Sunday, February 12, 2012

An Idea for a New Book

I am flushing out an idea for a new book and wrote this opening scene. What do you think?

Johnny sat down at his desk and fidgeted a bit before paying attention to Miss Wilson, who stood in the front of the classroom. She held a stick of chalk in her hand and Johnny followed the white point as it moved in the air with her gesticulations. He heard giggling coming from behind him so he twisted around in his chair to sneak a quick glance. Betsy, who sat behind him, and Antonia, who sat next to Betsy were leaning towards each other, covering their mouths hoping to stifle their laughter. Johnny stared in horror at Antonia. Half of her face was scorched. An empty eye socket, red and raw, stretched down what was left of her cheek. White bone poked through blackened flesh. Wisps of burnt curls crumbled into ash on her shoulder.

Then the smell hit. Putrid and stomach turning, Johnny grunted and stood up, knocking his book onto the floor where is landed with a loud bang. He ran out of the room, leaving a stunned class behind.

Two days later Antonia and her family; three brothers, a sister, and her parents, perished when their house burned to the ground.
This was Johnny’s first real memory of his “gift” and the moment when he realized he wasn’t like the other kids.

Thursday, October 13, 2011

Self Doubt is an Evil Bitch


I am in a downward spiral of self doubt right now. I usually experience this once or twice a year and no matter how many times I go through it, I'll never get used to it or like it. Self doubt just plain sucks. It's like the mean girl in high school who mocked your outfit (the one you spent the entire previous night picking out) or threw gum in your hair and laughed. Basically, self doubt is an evil bitch.

Rejection has been coming too frequently and the old adage "what doesn't kill you, makes you stronger" can bite me. All I want to be when I grow up is a writer. I'm not asking for a multi-million dollar career here, but to get to the point where I can earn enough to write full time. Right now this dream is as likely as it was for me to get named Homecoming Queen.

• [Activity] Summarize the blog posts above in two sentences.

• [Source information]
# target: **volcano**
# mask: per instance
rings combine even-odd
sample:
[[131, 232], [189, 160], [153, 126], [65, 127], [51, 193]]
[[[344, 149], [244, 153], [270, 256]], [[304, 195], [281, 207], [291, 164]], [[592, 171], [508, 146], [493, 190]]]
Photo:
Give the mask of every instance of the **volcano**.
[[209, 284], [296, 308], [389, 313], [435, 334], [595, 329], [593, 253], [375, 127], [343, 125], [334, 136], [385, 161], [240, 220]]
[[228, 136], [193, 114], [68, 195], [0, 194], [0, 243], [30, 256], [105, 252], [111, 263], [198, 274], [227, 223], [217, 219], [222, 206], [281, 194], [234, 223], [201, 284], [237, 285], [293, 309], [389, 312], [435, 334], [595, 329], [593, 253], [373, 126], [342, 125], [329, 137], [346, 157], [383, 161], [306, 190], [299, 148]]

• [Exercise answer] In a February 2012 post, the writer shares an opening scene for a new book in which Johnny sees his classmate Antonia with half her face scorched, runs out of the classroom, and learns two days later that she and her family died when their house burned down, his first real memory of his "gift." In an October 2011 post, the writer describes a recurring spiral of self-doubt brought on by frequent rejection and states a wish to earn enough as a writer to write full time.